## TASK DESCRIPTION
Pull out each line of the listing below that contains the word "drawer", treating uppercase and lowercase as different.
━━━━━━━━
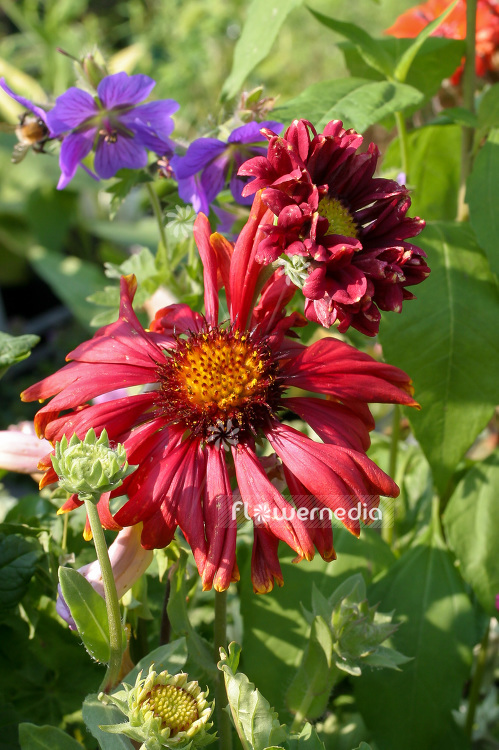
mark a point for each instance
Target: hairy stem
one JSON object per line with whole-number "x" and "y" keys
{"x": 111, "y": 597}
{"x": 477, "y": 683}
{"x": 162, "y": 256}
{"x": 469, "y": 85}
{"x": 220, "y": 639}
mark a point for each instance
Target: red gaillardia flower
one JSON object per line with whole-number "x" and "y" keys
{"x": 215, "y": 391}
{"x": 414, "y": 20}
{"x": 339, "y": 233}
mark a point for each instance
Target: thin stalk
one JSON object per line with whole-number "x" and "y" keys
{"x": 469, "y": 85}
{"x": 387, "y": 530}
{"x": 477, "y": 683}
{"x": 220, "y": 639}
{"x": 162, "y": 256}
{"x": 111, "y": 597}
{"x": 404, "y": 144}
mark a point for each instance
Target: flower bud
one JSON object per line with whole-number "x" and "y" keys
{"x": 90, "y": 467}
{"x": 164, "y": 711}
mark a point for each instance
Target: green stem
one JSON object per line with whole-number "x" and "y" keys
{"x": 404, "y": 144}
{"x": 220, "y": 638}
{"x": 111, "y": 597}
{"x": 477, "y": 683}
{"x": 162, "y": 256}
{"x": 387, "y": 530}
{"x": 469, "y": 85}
━━━━━━━━
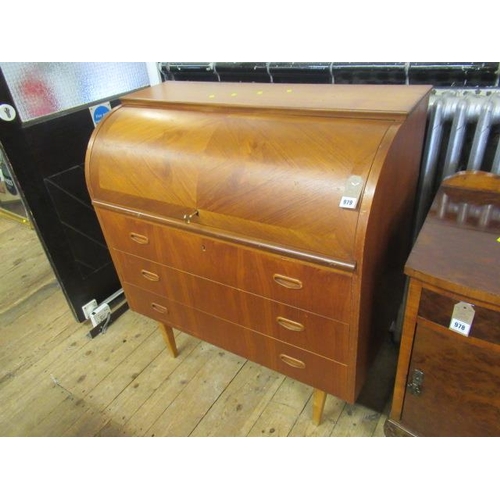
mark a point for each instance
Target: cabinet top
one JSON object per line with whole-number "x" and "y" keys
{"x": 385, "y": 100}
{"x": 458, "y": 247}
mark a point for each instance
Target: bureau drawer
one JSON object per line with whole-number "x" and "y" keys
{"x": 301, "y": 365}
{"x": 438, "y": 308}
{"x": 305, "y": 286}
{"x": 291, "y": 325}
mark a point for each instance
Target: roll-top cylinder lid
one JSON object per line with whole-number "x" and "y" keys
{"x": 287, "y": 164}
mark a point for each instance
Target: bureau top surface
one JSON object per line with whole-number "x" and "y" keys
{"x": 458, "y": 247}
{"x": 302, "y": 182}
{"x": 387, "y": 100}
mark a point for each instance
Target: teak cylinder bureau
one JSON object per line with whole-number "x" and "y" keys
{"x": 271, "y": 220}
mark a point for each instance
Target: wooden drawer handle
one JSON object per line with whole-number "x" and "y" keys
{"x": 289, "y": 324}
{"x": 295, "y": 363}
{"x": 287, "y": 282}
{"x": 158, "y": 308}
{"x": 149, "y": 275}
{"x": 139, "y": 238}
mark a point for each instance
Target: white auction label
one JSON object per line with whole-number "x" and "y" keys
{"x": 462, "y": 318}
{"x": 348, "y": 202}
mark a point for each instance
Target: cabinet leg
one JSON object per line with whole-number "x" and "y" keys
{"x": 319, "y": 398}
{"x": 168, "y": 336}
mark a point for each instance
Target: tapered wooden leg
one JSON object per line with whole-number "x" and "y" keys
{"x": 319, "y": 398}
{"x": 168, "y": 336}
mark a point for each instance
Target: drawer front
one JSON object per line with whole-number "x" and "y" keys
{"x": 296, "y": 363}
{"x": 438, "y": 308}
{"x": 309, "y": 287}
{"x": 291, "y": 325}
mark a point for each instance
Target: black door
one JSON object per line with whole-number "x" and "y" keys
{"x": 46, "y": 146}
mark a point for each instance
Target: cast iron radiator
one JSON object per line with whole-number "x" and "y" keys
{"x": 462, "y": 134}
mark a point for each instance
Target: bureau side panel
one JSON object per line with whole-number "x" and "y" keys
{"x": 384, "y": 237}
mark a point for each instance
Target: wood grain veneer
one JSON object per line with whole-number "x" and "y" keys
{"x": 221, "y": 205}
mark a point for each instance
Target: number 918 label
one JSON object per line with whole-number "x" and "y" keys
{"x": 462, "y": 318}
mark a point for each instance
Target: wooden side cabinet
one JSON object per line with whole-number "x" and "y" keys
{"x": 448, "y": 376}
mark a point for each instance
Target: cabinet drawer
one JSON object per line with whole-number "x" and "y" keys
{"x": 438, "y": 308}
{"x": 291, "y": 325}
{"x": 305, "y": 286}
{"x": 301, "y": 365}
━━━━━━━━
## THE SOLUTION
Target: bureau drawer
Target: wooden drawer handle
Target: drawer front
Target: cabinet drawer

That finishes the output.